- [Rows]
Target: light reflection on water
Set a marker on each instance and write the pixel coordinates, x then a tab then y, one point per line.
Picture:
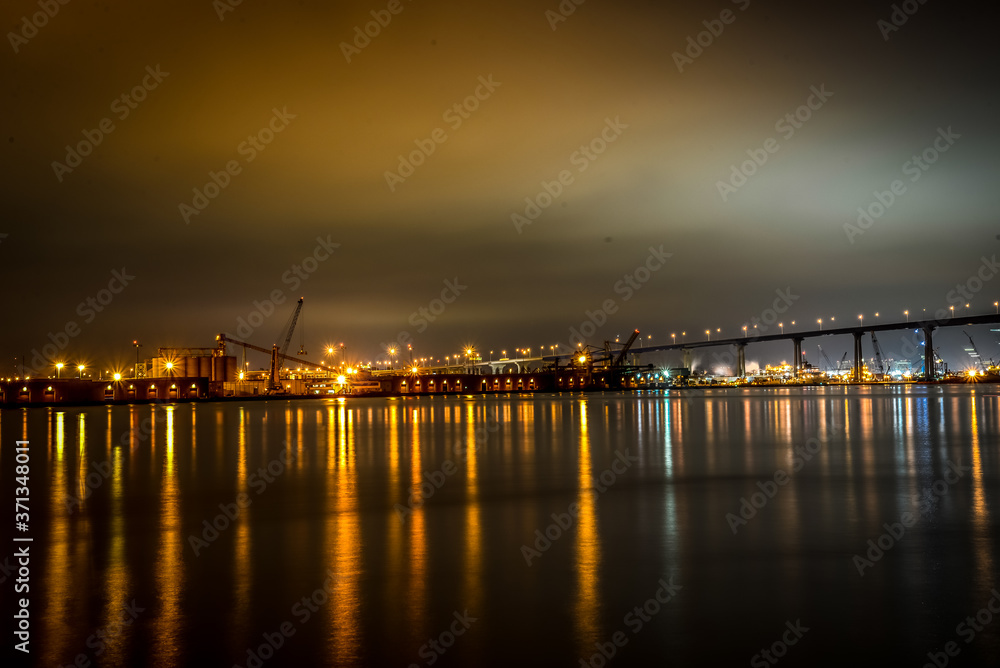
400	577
...
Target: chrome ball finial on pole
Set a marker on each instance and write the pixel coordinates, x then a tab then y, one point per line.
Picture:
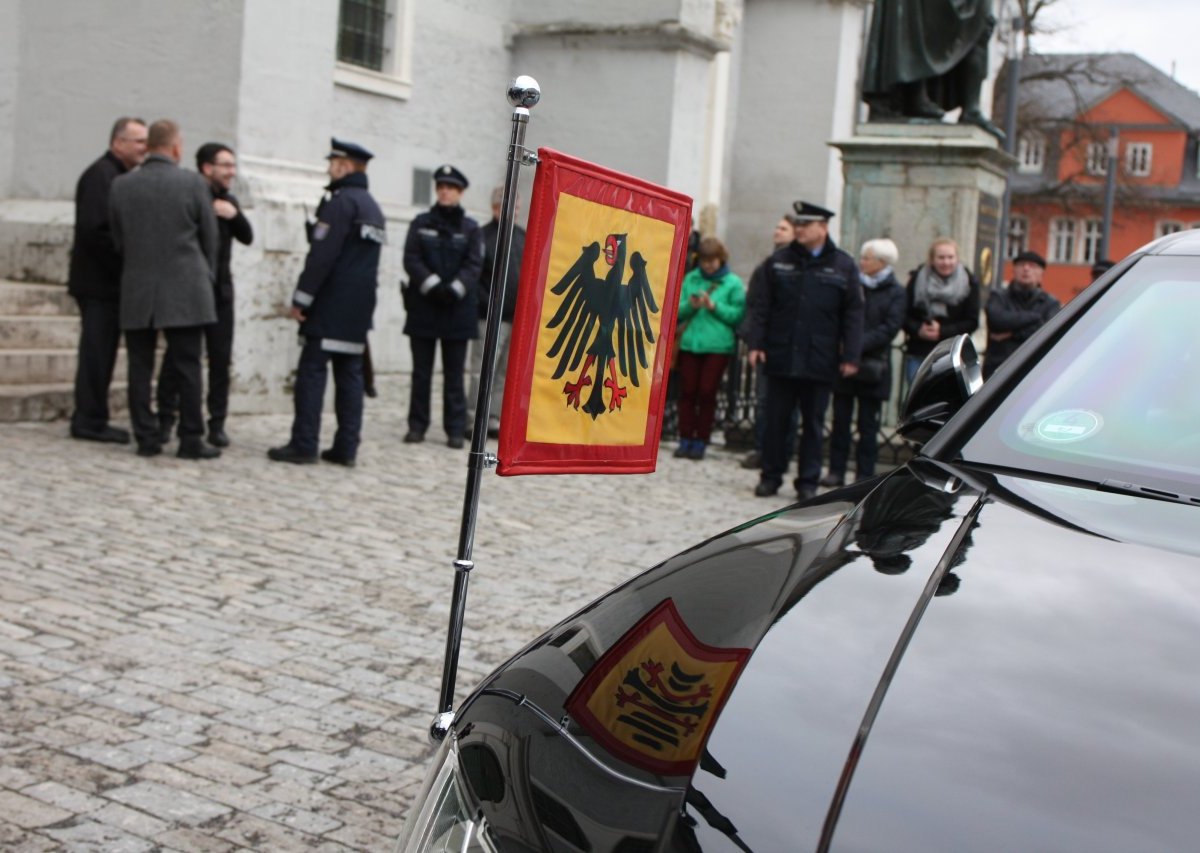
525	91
--
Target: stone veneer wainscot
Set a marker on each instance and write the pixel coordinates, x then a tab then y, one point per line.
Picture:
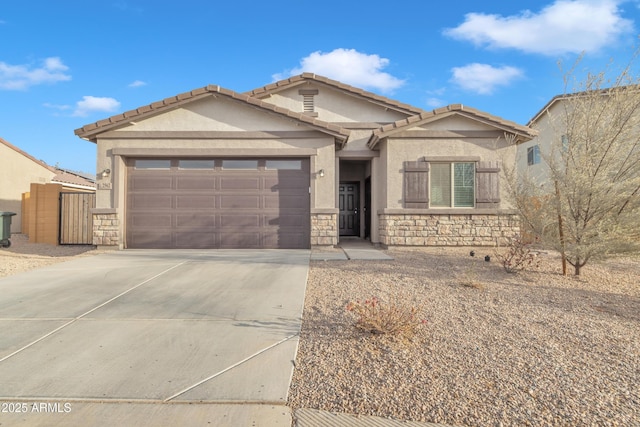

- [Challenge] Which lines in the rows above contain the word "Target"? Extract each of them in full.

- [Reply]
Target: light reflection on water
Target: chrome ball finial on pole
Target: stone veneer wainscot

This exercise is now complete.